Thus, from 15 to 26 February, a total of 17 performances and art exhibitions will be held, exploring the boundaries of Buddhism, Christianity, Islam, plus various nationalisms and philosophies. There are works from Russia, Mexico, Myanmar, Italy, Iraq – plus quite a few from Singapore, of course. No preachy, sermonising works, of course – “The M1 Singapore Fringe Festival 2012 invites you to have faith, but more importantly, to interrogate faith,” Sharma declares. 

As always, there are queer artists involved – at least three, by our count. Two of them are recognised Singaporean artists who’ve been featured in Fridae articles before. The third is a young (and rather handsome) director/playwright whose work interrogates his religion – an emerging theatremaker whom we’re delighted to profile here for the first time.
※ ※ ※
> WRITTEN TASKS:
**a.** Output as a JSON list of strings the part of the records that opens with the line containing "of the blurred" and runs to the end of the records, with one string per line and blank lines left out.
**b.** Write what comes next in the text on the M1 Singapore Fringe Festival 2012, picking up after its last sentence.
The text and the records that follow it come from unrelated sources.
※ ※ ※
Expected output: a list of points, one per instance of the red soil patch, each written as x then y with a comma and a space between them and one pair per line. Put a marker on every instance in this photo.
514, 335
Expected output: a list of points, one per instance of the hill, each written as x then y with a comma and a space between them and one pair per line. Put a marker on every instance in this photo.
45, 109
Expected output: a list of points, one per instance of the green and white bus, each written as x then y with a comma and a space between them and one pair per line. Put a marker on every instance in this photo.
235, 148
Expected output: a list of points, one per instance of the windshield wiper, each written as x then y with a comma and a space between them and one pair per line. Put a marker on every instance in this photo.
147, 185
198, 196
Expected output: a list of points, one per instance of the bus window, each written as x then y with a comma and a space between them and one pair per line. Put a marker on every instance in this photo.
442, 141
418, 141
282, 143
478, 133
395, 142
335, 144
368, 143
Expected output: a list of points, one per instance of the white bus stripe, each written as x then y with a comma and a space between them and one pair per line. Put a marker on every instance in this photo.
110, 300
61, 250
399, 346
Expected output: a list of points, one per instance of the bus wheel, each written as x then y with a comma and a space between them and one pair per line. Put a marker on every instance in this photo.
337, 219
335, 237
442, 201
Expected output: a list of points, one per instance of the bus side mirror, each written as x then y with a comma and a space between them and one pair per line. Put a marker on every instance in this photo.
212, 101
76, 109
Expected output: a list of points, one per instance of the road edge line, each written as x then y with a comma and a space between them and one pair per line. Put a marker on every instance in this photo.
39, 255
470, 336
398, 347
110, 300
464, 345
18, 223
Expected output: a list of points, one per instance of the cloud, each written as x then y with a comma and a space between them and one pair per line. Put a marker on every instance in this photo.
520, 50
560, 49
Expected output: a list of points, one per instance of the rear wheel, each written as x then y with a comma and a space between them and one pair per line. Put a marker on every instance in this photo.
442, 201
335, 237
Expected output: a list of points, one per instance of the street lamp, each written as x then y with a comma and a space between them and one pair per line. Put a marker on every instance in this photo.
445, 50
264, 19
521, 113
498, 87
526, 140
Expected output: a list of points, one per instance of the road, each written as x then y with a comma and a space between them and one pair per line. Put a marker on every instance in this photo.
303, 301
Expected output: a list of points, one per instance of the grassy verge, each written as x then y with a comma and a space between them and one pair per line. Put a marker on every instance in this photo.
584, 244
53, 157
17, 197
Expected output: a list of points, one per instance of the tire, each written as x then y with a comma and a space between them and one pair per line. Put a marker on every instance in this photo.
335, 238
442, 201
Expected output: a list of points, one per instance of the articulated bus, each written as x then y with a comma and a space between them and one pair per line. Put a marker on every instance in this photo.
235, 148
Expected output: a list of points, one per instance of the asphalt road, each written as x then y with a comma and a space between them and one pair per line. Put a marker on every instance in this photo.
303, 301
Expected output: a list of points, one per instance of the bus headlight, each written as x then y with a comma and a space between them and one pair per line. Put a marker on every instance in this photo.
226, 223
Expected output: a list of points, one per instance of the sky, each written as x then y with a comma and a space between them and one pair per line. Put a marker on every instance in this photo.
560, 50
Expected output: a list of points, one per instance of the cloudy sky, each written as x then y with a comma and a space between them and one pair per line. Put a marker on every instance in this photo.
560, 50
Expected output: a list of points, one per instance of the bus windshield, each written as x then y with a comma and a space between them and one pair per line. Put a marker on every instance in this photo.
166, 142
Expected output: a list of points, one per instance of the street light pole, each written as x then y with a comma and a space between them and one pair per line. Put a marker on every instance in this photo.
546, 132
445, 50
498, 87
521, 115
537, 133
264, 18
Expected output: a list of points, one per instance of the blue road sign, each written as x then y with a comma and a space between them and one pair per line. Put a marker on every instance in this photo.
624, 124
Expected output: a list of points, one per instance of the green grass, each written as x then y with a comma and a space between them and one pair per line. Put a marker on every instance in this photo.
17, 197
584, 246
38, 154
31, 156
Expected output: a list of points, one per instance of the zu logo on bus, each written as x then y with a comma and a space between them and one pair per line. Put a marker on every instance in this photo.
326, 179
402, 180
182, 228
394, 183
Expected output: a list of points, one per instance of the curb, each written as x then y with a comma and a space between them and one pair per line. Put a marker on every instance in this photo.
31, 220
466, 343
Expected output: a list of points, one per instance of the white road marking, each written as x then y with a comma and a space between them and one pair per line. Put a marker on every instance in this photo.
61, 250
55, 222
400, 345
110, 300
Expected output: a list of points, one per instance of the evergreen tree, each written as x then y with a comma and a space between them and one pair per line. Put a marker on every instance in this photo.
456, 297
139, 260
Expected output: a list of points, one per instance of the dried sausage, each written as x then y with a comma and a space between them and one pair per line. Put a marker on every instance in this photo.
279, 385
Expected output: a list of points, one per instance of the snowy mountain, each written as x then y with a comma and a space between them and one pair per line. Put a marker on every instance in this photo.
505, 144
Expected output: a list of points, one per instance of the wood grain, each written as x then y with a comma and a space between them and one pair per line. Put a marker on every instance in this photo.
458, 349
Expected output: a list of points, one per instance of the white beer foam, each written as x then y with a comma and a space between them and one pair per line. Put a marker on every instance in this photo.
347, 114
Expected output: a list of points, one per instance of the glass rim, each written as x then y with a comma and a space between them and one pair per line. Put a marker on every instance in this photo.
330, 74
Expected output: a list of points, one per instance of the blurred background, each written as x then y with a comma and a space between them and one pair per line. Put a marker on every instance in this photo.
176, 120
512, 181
※ ※ ※
> ANSWERS TO THE TASKS:
**a.**
[
  "Expected output: a list of points, one per instance of the blurred background, each written as x then y with a comma and a space between them and one pair per line. Put a marker on every instance in this photo.",
  "176, 120",
  "512, 181"
]

**b.**
Bodies of resistance 

Jason Wee’s been a fixture of the Singaporean visual art scene for some time. We’ve interviewed him before regarding his installation Bao Bei, composed entirely out of gay men’s faceless web profiles. What’s less well known about him is that he’s an extremely skilled writer. Since last June, he’s been working with director/playwright Sean Tobin on Tongues, a play to be staged from 16 to 18 February. It’s based on a series of surveys and interviews with Singaporeans about the conflicts they’ve experienced between religion and sex. 

There’s a heap of stories in the play: a male prostitute’s appearance at a worship service; a homophobic principal’s virulent address to an assembly of butch schoolgirls. Strangely enough, the whole thing’s narrated by four dead bodies who wake up in the middle of a morgue. The creators assure us, however, that in spite of the somber setting, the play is actually very funny – and that it includes several opportunities for audience participation. 

Cane by Loo Zihan (above) consists of a re-enactment of Brother Cane based on an eyewitness account by artist Ray Langenbach, a performative lecture reconstructing incidents surrounding the event based on various oral accounts, and pre-filmed segments with individuals involved in Brother Cane and performance art in Singapore. Photo by Miao Jiaxin.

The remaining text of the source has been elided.